_Exercise_: Continue the comment thread below about relatives' military service and U.S. nuclear weapons, starting after its final comment.

_Source document_:
My grandmother, who had never went to school nor spoke English, passed the American history and English test in one try for her naturalization.
Served overseas with a few guys who were killed. Most American thing anyone can do.
Grandfather was at Pearl Harbor on Dec 7th. Got blown off his ship and survived. Then did the Pacific campaign on the battleship Nevada
Isn’t being American more than being in the military?
That’s a corvair F-106 interceptor.
Chances are your grandfather was carrying AIR-2 Genie 1.5kt nuclear tipped unguided rockets. The plan was to shoot the rockets towards formations of Russian bombers and hope that Einstein’s theory of relativity would sort things out for our side
F’ing wild
I’m a massive nerd when it comes to nuclear weapons history in the US, so as long as you guys keep showing up with stories of your relatives tickling the dragon’s tail, I’m going to keep getting all hot and bothered.
EY4’s dad’s efforts WRT the trident SLBM most likely contributed to the single most pivotal addition to the US’s nuclear triad: the ability to dynamically maneuver 24 missiles, each with up to 12 MIRV’d warheads, off of the coast the USSR, and now Russia. That’s 288 independently targetable warheads, or essentially the ability for a single submarine to destroy an entire country.
The average American has no concept of how absurdly destructive our country can be if push comes to shove. I’m a peace-loving, tree-hugging liberal who is amazed that we have entrusted the launch codes to 18 such submarines to a man who appointed Rick Perry to oversee the organization tasked with maintaining these weapons.

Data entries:
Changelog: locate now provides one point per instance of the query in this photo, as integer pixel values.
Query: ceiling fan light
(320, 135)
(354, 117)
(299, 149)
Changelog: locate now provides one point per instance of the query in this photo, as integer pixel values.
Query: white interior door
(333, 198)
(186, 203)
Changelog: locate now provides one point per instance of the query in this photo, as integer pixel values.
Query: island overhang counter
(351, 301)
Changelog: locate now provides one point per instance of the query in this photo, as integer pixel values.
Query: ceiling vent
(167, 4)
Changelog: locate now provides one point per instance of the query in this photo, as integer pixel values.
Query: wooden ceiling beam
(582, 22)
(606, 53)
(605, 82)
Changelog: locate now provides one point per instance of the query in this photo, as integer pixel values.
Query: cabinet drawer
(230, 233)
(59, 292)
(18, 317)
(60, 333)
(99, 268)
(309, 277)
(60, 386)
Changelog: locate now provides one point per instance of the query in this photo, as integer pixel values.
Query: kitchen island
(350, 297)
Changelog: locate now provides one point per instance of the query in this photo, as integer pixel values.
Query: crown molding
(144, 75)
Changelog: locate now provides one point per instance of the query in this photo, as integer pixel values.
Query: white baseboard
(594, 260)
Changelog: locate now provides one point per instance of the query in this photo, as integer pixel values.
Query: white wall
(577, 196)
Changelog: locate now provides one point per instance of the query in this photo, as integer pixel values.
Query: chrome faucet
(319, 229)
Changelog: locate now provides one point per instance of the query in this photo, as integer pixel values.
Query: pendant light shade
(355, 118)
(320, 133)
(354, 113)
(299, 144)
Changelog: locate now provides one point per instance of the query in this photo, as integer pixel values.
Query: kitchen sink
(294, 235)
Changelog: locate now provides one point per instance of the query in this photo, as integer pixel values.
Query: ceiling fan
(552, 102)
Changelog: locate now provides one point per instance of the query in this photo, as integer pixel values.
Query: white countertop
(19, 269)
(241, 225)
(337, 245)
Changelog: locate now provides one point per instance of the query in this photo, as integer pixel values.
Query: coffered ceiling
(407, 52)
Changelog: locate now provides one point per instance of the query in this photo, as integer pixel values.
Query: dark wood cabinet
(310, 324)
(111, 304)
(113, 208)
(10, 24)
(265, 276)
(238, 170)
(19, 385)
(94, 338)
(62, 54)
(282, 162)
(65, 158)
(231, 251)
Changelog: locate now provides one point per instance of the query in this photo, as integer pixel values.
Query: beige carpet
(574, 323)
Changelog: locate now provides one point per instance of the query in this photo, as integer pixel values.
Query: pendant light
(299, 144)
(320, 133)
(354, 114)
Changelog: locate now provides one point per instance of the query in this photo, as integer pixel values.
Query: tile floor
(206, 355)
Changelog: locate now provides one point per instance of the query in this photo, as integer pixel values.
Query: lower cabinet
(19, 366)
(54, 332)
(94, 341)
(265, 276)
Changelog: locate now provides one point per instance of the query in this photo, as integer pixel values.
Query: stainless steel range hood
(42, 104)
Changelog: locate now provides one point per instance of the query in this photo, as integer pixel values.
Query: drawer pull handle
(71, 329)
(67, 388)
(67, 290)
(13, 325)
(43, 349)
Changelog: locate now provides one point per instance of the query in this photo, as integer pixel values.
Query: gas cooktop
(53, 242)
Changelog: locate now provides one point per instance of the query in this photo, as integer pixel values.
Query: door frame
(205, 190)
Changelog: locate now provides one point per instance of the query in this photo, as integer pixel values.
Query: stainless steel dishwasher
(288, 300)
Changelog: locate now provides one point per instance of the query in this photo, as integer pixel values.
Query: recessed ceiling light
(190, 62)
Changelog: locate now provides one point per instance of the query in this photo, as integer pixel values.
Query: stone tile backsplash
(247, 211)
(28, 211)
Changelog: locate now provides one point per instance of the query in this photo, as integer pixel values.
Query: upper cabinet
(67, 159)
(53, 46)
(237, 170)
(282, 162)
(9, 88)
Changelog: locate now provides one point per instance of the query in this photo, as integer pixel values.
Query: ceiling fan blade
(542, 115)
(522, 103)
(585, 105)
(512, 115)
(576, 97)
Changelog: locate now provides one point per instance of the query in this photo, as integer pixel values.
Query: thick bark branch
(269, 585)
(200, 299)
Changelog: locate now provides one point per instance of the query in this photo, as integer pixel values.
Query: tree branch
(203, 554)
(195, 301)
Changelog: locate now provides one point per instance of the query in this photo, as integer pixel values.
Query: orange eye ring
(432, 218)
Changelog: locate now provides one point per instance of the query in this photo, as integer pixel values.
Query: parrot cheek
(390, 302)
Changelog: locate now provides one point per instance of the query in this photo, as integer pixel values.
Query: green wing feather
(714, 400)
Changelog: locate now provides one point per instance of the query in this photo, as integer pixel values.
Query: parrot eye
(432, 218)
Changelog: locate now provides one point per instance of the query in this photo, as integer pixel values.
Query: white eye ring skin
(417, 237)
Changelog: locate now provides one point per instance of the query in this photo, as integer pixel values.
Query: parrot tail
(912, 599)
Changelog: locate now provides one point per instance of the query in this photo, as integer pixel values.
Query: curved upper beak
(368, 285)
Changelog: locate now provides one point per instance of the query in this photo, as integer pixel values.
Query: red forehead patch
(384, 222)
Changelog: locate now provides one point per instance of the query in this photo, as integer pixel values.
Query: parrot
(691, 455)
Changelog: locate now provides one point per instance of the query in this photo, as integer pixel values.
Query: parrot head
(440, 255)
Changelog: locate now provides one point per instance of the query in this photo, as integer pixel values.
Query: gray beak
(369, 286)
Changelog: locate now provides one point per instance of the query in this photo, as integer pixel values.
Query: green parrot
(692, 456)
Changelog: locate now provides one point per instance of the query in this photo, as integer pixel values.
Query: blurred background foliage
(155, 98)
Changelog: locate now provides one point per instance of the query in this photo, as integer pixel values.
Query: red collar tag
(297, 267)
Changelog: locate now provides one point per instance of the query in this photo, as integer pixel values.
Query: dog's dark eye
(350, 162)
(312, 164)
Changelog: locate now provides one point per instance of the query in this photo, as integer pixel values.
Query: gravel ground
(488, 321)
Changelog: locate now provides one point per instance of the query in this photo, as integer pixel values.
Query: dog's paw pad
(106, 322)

_Solved exercise_:
But I digress... #murica
This dude at a cookout was wearing an American flag tank
Ps I love the US, I hate war, love peace, and generally hope the us will generally transition to a much lower marshal profile on the international scene.
Grandpa flew this looking for soviet nuclear subs in American waters. Has a picture of one he caught but it is back at his house.
My grandpa was a marine in the pacific theatre. Was at Iwo Jima. Carried the big radio. Lots of his friends died protecting him. Not good stuff.
FWIW, I like D1’s consulting play: misidentify the platform, incorrectly google search the weapon, misunderstand the state of the art at the time, misunderstand the doctrine, and the tell OP to check his [primary] sources.
Vintage D1
That looks like an F11 Tiger. Google search reveals that these were armed with AIM-9 Sidewinder, which were not nuclear tipped. In general, OP i would double check the story - the nuclear weapons weren’t nearly as minituarized back in the 50s; it also makes little sense to carry a nuclear missile for use in air to air combat simply due to close proximity in dogfights. It’s not a common practice to this day.
Immigrated to the U.S. of A. and rocking it here Pretty fucking American in my books.
@PwC3 - I agree, most people have no idea how much power even one trident sub carries in its missile tubes. My dad was aboard during the Cold War and I’ve heard stories of spending weeks in absolute silence while playing cat and mouse with a Russian boat. No showers, no toilet flushes, paper plates, and whisper comms only. I could see the stresses of those times in his eyes as he retold them
F106 delta dart. No bubble canopy because they weren’t designed for dogfights. Top speed of Mach 2.3. Intercept doctrine at that time was to scramble , run up to the incoming Russia. Bomber formation and let loose the nuke. They were instructed to pick which eye they wanted to keep and cover that eye with their free hand while yanking on the yoke to pull away. The detonation flash would blind the other eye and hopefully decimate the Russian inbound bogies.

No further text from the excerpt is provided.